# Forum More Stuff Go to Whoa!  what do you thimk of the house I finished?

## gettinthere

when I took over the job the walls and roof were pretty much all there was I didnt take alot of pics which I regret now but I hope you get an idea of the work that was put into it. I did the ceilings and walls on all 4 levels of the house in pine match board and all the floors I covered in slate. I made the carport and pergola round the back, made the kitchen and pantry. I also made the fencing with the pillars and also established the gardens oh and I also did the paving for the driveway and the foot path. let me know what you think
Cheers Chris

----------


## piscean

firstly let me say, wow youre house is massive! I LOVE the kitchen, it's really beautiful and the pergola area is really fantastic. those were my two faves. you've done a lot of work and it's really paid off  :2thumbsup:

----------


## gettinthere

cheers for that. thats my folks house im yet to do my own still trying to workout what I want to do. Im going to get my builders licence so I can build it from scratch.

Task to carry out: Could you carry on the forum thread about the finished house above, picking up after its last post?

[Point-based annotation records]
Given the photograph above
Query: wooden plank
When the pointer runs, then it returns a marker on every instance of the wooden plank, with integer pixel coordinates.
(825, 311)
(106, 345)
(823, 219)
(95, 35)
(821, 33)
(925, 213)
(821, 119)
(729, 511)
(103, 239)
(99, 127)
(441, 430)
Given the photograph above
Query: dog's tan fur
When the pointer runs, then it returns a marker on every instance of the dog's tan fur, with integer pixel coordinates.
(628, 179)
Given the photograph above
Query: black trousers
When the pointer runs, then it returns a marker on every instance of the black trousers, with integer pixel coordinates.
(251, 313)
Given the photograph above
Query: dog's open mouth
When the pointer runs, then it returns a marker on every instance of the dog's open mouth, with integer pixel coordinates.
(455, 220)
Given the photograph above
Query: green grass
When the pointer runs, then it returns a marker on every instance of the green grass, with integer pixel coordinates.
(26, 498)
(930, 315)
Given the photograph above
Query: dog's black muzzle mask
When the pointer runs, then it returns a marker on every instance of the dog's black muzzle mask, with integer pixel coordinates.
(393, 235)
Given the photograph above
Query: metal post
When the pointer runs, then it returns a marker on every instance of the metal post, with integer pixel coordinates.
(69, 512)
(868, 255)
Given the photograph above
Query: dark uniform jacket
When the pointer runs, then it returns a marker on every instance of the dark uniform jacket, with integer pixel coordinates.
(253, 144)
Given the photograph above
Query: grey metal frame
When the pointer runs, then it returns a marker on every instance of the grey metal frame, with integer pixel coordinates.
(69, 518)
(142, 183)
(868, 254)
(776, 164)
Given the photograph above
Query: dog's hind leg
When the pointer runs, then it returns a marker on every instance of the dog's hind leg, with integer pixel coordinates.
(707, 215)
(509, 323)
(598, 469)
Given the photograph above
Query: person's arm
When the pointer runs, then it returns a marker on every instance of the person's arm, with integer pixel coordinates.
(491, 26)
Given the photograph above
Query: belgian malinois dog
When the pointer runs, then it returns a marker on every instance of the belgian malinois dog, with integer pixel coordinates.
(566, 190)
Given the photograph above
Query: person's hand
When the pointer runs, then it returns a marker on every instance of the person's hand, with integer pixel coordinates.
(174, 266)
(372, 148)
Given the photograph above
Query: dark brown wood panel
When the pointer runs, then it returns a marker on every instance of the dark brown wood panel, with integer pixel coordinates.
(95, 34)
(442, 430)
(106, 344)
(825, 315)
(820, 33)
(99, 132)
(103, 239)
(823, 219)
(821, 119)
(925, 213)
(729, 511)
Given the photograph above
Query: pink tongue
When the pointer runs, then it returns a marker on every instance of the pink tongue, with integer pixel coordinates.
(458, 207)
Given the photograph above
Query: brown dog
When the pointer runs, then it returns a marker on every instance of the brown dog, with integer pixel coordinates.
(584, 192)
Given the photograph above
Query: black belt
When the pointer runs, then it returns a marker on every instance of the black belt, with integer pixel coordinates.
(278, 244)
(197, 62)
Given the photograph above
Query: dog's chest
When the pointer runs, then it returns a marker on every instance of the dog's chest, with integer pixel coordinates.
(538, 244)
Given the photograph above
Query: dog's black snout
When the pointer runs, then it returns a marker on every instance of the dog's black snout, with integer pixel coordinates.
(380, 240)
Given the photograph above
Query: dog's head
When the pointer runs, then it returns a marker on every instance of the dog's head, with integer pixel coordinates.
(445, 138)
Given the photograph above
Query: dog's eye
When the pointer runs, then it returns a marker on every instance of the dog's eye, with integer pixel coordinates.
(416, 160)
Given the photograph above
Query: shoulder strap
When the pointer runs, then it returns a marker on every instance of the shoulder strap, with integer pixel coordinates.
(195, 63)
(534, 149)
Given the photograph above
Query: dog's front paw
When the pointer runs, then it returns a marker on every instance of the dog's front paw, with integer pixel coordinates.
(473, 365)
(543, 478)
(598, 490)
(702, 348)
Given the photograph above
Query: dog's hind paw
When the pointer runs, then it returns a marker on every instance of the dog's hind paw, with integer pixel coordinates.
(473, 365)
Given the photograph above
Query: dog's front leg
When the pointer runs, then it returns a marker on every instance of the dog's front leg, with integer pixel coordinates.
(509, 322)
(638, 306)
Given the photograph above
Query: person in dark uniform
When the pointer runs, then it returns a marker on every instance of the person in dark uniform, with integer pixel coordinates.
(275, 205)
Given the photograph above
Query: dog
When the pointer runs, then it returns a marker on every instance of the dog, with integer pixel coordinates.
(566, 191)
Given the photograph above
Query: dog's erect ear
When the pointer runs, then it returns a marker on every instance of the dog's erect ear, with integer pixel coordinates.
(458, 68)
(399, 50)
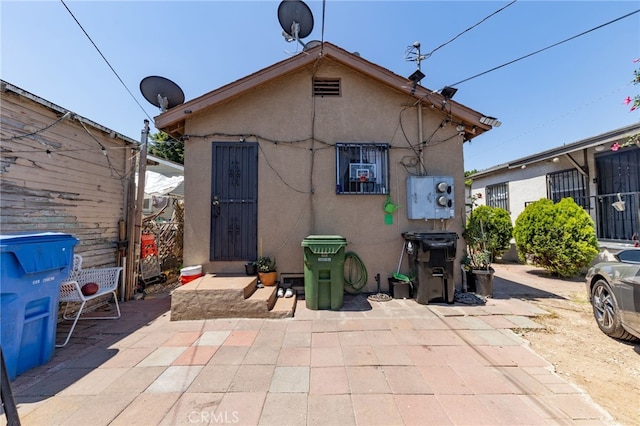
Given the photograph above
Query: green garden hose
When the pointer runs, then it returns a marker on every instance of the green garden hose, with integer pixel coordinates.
(355, 273)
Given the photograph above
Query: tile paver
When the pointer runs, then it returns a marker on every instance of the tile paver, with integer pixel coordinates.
(396, 363)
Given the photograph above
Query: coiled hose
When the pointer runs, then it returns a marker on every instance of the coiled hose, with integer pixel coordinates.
(355, 273)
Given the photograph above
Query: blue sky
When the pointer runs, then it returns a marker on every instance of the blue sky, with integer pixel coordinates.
(561, 95)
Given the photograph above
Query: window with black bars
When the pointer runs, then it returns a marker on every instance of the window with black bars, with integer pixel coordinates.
(498, 195)
(362, 168)
(568, 183)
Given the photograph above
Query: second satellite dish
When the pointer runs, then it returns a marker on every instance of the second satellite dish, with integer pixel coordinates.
(295, 19)
(161, 92)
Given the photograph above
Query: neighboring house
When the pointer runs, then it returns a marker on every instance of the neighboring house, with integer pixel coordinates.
(61, 172)
(592, 173)
(315, 145)
(169, 186)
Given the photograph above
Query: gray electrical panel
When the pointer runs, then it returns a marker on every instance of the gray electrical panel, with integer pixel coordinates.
(430, 197)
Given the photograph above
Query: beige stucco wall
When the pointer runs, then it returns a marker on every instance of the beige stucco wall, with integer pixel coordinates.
(285, 110)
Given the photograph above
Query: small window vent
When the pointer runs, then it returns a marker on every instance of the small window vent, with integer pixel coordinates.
(326, 87)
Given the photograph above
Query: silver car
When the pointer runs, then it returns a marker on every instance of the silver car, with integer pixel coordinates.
(614, 292)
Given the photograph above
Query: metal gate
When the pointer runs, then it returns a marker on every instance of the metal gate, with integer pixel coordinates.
(234, 201)
(618, 181)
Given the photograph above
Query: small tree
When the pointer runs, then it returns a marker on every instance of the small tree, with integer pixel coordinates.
(559, 237)
(490, 229)
(164, 146)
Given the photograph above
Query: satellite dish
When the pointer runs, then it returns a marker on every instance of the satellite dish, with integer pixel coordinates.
(295, 19)
(311, 45)
(161, 92)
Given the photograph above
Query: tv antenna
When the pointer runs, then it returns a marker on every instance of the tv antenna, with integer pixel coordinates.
(296, 20)
(161, 92)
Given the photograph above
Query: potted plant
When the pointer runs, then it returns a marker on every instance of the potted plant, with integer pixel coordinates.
(267, 270)
(479, 254)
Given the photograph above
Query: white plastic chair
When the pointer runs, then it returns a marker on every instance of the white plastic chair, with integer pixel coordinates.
(107, 280)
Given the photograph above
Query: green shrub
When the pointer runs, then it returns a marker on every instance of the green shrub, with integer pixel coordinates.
(488, 228)
(559, 237)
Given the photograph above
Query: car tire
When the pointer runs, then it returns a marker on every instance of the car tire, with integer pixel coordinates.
(606, 312)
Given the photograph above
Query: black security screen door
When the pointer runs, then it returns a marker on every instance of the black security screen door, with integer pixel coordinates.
(618, 180)
(234, 200)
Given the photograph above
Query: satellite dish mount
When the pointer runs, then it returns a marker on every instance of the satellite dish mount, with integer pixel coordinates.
(296, 20)
(161, 92)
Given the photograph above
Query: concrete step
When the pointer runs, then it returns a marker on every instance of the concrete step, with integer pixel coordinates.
(214, 296)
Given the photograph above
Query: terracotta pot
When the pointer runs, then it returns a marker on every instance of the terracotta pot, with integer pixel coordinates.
(268, 278)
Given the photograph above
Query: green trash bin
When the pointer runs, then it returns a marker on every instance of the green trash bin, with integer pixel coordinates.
(324, 271)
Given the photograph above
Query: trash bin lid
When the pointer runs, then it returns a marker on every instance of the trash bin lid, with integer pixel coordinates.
(430, 236)
(324, 244)
(39, 251)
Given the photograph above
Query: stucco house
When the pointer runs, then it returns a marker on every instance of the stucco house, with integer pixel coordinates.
(61, 172)
(315, 145)
(598, 175)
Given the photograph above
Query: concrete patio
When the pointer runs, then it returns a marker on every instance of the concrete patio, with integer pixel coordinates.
(386, 363)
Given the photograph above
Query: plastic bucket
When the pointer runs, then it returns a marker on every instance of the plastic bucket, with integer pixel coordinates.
(190, 273)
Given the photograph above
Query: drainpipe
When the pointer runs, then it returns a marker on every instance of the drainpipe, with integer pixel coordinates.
(423, 170)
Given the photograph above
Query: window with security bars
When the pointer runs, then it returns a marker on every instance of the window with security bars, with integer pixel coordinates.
(498, 195)
(362, 168)
(568, 183)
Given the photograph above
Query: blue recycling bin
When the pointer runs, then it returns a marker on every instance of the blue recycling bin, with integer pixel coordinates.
(32, 266)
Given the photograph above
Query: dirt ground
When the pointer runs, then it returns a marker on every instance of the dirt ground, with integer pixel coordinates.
(606, 368)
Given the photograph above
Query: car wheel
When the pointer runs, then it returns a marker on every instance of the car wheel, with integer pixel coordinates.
(605, 311)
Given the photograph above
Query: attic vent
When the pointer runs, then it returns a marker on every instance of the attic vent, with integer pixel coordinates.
(326, 87)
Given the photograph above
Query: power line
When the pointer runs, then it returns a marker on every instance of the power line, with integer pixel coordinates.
(545, 48)
(105, 59)
(469, 29)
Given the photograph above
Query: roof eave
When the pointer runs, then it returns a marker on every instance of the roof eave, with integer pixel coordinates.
(172, 121)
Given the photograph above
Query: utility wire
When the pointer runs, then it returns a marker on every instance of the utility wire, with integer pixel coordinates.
(546, 48)
(468, 29)
(105, 59)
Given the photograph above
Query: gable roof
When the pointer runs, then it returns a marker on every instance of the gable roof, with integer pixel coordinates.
(172, 121)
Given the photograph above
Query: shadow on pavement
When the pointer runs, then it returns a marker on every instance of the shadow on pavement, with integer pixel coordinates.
(507, 289)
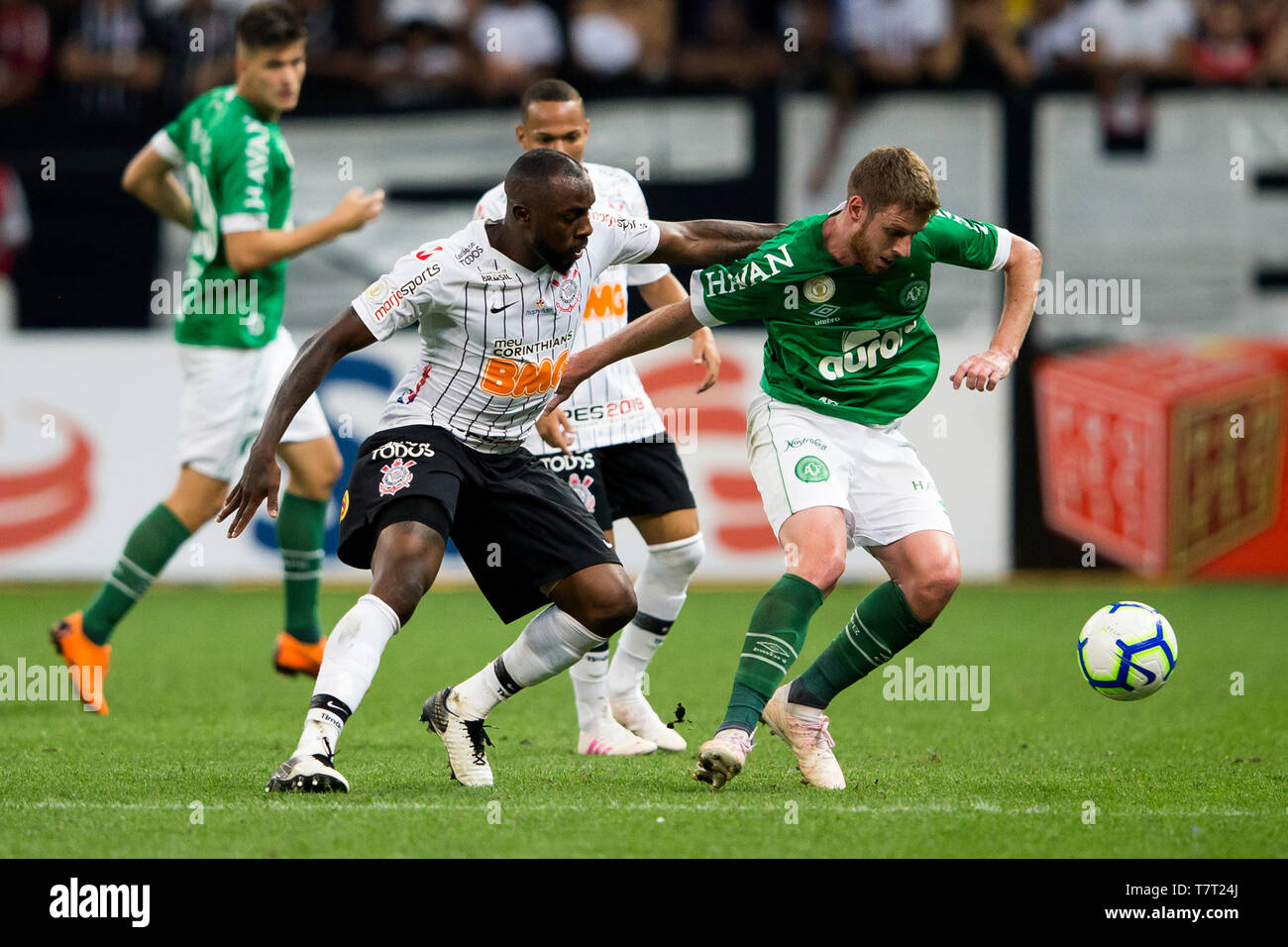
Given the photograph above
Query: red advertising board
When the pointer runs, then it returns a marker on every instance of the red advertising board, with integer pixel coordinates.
(1167, 459)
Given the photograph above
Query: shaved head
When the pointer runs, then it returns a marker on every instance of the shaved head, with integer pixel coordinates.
(539, 171)
(549, 197)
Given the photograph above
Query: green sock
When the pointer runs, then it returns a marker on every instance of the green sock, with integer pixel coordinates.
(158, 536)
(300, 527)
(773, 642)
(881, 626)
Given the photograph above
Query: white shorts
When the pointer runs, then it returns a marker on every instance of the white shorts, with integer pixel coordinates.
(803, 459)
(226, 394)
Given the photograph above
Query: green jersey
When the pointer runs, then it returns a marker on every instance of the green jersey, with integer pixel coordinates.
(841, 341)
(239, 172)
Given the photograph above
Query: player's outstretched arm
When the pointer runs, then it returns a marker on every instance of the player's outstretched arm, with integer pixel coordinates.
(151, 178)
(983, 371)
(262, 476)
(253, 250)
(649, 331)
(702, 243)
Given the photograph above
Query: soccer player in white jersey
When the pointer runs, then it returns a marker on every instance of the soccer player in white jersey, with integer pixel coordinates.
(614, 451)
(498, 304)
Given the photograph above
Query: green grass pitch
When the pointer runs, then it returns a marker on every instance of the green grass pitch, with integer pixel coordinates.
(200, 718)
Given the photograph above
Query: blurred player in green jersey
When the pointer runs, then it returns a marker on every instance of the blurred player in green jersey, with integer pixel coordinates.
(849, 354)
(232, 348)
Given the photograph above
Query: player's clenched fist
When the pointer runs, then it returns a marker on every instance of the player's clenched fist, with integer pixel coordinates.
(575, 372)
(259, 479)
(983, 371)
(356, 209)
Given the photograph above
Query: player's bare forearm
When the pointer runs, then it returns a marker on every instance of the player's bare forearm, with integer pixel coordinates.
(702, 243)
(150, 178)
(651, 331)
(1022, 269)
(317, 356)
(668, 290)
(258, 249)
(984, 369)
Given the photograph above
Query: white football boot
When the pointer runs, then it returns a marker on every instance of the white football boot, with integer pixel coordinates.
(307, 775)
(609, 738)
(722, 757)
(635, 714)
(805, 731)
(465, 740)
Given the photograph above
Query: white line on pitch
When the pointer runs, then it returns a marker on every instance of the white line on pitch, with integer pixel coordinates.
(339, 804)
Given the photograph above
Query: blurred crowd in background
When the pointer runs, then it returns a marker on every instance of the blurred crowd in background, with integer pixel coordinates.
(138, 60)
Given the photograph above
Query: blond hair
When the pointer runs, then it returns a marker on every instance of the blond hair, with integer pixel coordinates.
(894, 175)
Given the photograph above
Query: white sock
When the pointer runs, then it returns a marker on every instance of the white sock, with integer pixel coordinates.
(590, 685)
(660, 591)
(348, 667)
(552, 642)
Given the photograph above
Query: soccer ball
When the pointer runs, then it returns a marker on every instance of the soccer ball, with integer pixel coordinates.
(1127, 651)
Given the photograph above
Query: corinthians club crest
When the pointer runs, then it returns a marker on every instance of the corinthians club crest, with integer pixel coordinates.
(395, 476)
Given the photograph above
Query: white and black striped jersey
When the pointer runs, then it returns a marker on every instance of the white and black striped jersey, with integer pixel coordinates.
(494, 337)
(610, 406)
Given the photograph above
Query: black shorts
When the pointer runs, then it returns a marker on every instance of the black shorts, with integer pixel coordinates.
(622, 480)
(515, 525)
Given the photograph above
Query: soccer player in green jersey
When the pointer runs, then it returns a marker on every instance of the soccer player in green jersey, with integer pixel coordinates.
(849, 354)
(231, 346)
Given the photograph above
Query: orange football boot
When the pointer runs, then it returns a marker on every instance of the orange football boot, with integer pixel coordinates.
(82, 655)
(292, 656)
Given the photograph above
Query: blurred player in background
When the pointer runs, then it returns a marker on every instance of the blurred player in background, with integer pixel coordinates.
(498, 304)
(849, 355)
(614, 449)
(231, 346)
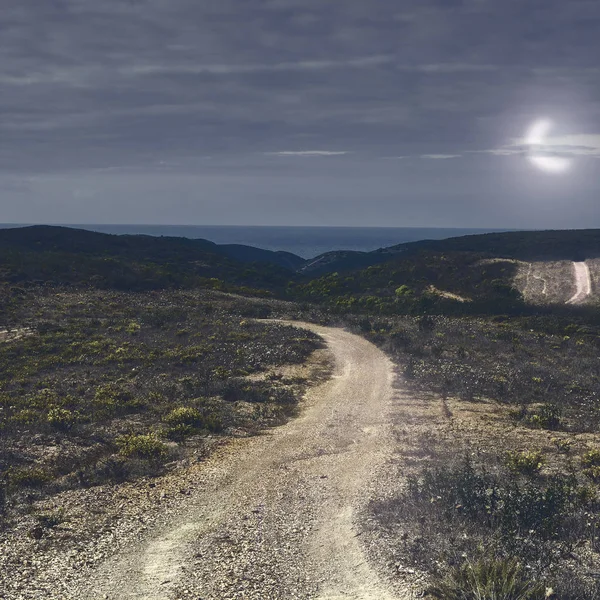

Exercise output:
----------


## Gooner

Looks like a lot of work. Well done. 
Hope you have installed many smoke alarms. Looks like there is plenty of fuel in there for a fire to turn into an inferno.

----------


## Frankmc

Looks great well done!!!!! 
Frank

----------


## Mech Engineer

Please do not get offended but a number of points. The interior appears dark and lacks natural lightThe house lacks passive fire protection and is a fire trap with too much fuel in the materials used insideThe excessive use of timber will appeal only to a very small group of the public if you plan to sell the house in the near future (if it is for yourself for life fine)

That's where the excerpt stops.